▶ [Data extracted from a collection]
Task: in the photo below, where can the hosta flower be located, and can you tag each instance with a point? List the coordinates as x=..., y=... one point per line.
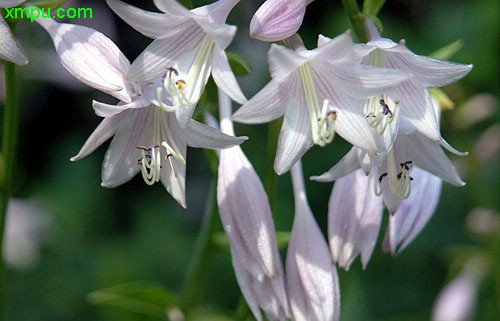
x=147, y=137
x=320, y=92
x=411, y=99
x=278, y=19
x=458, y=300
x=10, y=49
x=247, y=220
x=188, y=47
x=312, y=282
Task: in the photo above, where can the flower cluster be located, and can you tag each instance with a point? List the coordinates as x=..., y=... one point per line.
x=375, y=95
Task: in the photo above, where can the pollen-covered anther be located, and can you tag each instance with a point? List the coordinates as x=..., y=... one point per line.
x=380, y=111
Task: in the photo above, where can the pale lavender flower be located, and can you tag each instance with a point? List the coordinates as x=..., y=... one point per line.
x=410, y=99
x=188, y=47
x=25, y=228
x=312, y=281
x=10, y=49
x=147, y=136
x=247, y=220
x=320, y=92
x=278, y=19
x=458, y=300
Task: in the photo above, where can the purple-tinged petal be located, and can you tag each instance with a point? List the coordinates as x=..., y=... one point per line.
x=295, y=137
x=348, y=164
x=278, y=19
x=90, y=57
x=414, y=212
x=354, y=218
x=10, y=49
x=268, y=104
x=312, y=282
x=224, y=77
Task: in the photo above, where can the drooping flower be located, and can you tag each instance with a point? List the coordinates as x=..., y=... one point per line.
x=188, y=47
x=147, y=137
x=10, y=49
x=320, y=92
x=410, y=99
x=247, y=220
x=278, y=19
x=458, y=300
x=312, y=281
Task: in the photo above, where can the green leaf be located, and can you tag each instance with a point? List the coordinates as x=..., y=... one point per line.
x=46, y=4
x=239, y=64
x=448, y=51
x=144, y=298
x=372, y=7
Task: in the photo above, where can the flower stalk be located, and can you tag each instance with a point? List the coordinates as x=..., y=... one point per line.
x=9, y=142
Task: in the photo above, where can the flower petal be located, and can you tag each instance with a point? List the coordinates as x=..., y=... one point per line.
x=203, y=136
x=90, y=57
x=348, y=164
x=414, y=212
x=120, y=161
x=429, y=156
x=354, y=218
x=277, y=19
x=269, y=103
x=224, y=77
x=295, y=137
x=150, y=24
x=430, y=72
x=10, y=49
x=106, y=129
x=312, y=280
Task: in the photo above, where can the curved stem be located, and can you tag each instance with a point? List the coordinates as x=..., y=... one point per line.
x=9, y=142
x=357, y=19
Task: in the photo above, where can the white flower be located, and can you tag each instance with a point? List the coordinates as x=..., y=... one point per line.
x=10, y=49
x=320, y=92
x=147, y=136
x=188, y=47
x=278, y=19
x=312, y=281
x=247, y=220
x=411, y=99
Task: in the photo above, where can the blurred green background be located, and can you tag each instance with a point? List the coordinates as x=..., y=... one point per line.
x=98, y=238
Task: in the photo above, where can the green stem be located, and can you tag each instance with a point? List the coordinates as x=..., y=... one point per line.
x=357, y=19
x=272, y=144
x=9, y=141
x=203, y=251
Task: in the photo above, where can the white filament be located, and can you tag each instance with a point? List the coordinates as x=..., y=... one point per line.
x=322, y=120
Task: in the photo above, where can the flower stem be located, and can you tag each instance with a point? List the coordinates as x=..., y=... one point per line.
x=272, y=144
x=357, y=19
x=9, y=141
x=203, y=251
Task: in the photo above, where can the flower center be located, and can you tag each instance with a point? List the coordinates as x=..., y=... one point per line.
x=380, y=111
x=187, y=89
x=322, y=118
x=153, y=155
x=399, y=178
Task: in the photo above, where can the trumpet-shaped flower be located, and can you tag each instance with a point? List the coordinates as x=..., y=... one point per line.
x=320, y=92
x=312, y=281
x=147, y=137
x=247, y=220
x=411, y=99
x=10, y=49
x=189, y=46
x=278, y=19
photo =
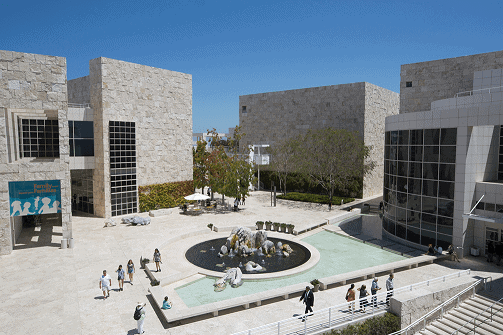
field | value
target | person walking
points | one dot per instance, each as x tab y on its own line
350	296
373	289
105	283
389	287
363	294
120	278
130	270
157	260
139	316
308	298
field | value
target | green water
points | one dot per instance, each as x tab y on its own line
338	255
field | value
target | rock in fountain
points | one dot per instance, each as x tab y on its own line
233	276
242	241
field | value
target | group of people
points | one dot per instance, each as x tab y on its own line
351	294
106	280
494	250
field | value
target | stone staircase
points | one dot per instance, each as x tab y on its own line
466	311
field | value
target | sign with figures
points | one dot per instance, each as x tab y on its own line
34	197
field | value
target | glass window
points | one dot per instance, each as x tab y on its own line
403	137
401	199
416	153
447	172
413	235
429	205
83	129
448	154
446	190
415	170
414	202
430	171
489	207
402	169
431	136
430	188
448	136
403	153
428	222
414	186
84	147
413	219
446	207
428	237
401	231
431	154
401	184
394	137
416	137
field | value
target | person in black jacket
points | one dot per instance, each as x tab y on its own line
308	298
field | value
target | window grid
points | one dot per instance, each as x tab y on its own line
123	181
419	170
39	138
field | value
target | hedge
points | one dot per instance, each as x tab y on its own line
165	195
316	198
379	325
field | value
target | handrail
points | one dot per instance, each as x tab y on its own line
469	93
475	318
331	316
439	308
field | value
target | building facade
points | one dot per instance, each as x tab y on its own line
444	152
87	144
266	118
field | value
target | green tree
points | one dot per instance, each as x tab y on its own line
335	159
200	161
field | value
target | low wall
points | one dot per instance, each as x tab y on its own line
410	306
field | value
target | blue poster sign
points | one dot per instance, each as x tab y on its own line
34	197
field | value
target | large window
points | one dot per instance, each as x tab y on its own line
419	170
38	138
123	167
81	138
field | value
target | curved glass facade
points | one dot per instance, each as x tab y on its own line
419	171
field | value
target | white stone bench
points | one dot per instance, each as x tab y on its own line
371	272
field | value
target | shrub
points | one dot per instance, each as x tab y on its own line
165	195
316	198
379	325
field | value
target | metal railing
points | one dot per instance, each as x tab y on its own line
331	317
474	327
413	327
480	91
73	105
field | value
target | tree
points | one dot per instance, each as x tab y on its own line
335	159
282	162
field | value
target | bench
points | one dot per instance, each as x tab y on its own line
363	274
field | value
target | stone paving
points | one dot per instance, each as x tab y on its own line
45	289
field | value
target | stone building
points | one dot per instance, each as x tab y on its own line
444	152
86	144
269	117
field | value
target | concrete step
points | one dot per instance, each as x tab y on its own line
464	315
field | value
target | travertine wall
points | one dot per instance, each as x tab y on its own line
442	79
79	90
31	86
160	103
360	107
379	103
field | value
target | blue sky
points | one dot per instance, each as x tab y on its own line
235	48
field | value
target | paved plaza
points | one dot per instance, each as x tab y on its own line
47	290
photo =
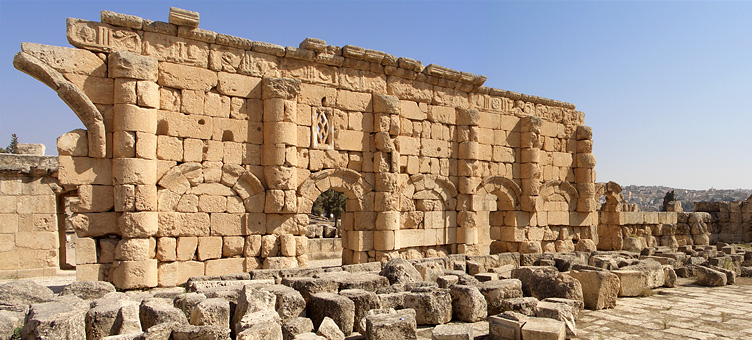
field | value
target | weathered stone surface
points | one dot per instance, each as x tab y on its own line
400	271
330	330
155	311
497	291
468	304
24	292
392	326
56	320
337	307
432	307
599	288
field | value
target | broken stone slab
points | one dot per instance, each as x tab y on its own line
543	329
112	315
453	332
392	326
631	282
88	290
154	311
545	282
468	304
433	307
290	302
497	291
295	326
24	292
599	288
506	326
211	312
399	270
201	332
364	301
64	320
710	277
561	312
337	307
329	330
308	286
523	305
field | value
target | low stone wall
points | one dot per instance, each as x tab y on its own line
29	231
730	222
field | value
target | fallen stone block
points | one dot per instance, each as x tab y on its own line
631	282
506	326
599	288
364	301
432	307
337	307
329	330
543	329
452	332
295	326
710	277
468	304
561	312
497	291
523	305
398	325
56	320
212	312
154	311
203	332
400	271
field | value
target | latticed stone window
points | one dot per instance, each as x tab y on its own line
322	130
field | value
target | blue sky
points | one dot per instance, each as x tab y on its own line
666	86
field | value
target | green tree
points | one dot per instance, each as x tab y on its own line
330	203
12	147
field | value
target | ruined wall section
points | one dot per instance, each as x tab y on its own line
730	222
29	236
204	152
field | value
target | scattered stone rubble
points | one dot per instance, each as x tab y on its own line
393	300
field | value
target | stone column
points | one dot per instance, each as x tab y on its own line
386	166
468	219
134	168
279	246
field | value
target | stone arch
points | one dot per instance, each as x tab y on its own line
504	188
73	96
179	179
552	190
349	182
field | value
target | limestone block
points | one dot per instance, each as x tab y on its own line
138	224
124	64
599	288
133	249
209	248
94	224
166	249
544	329
128	117
186	77
86	250
73	143
134	274
225	266
186	248
84	170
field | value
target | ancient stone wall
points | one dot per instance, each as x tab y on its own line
731	222
29	236
203	153
623	227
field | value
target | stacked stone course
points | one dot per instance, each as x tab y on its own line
203	153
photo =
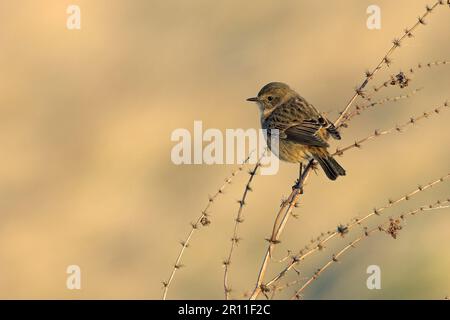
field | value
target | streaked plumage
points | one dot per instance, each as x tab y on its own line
303	130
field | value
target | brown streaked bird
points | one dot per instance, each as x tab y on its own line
303	131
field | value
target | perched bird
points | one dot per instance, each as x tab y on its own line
303	131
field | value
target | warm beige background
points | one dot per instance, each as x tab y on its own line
85	124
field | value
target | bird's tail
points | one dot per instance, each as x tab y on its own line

▶ [Task requirements] Exactly the lines from the one with "target | stone arch" through the end of the entries above must be written out, and no pictures may be included.

▶ [Task output]
target | stone arch
points | one dot per instance, each as x tab y on its own line
504	188
73	96
179	179
552	190
349	182
field | value
target | limestone block
points | one dot per instance, each as x tab y on its own line
138	224
124	64
599	288
133	249
209	248
94	224
166	249
544	329
128	117
186	77
86	250
73	143
134	274
225	266
186	248
84	170
field | value
target | ancient stone wall
points | one dot per instance, each as x tab y on its own line
731	222
29	236
203	153
623	227
field | value
target | stacked stone course
points | one dot per instance, each as x tab y on its own line
203	153
photo =
field | value
target | streaked plumage
points | one dot per instance, each as x tab y on its own line
303	130
field | value
target | brown streaked bird
points | one dot per instance, each as x tab y on its own line
303	131
field | value
target | perched bird
points | one dot per instance, each as x tab y on its own line
303	131
field | value
target | warm beige background
points | one dot per instance, each as x tab y on its own line
85	124
field | value
target | bird's tail
points | one dot per instance, each as x tab y on its own line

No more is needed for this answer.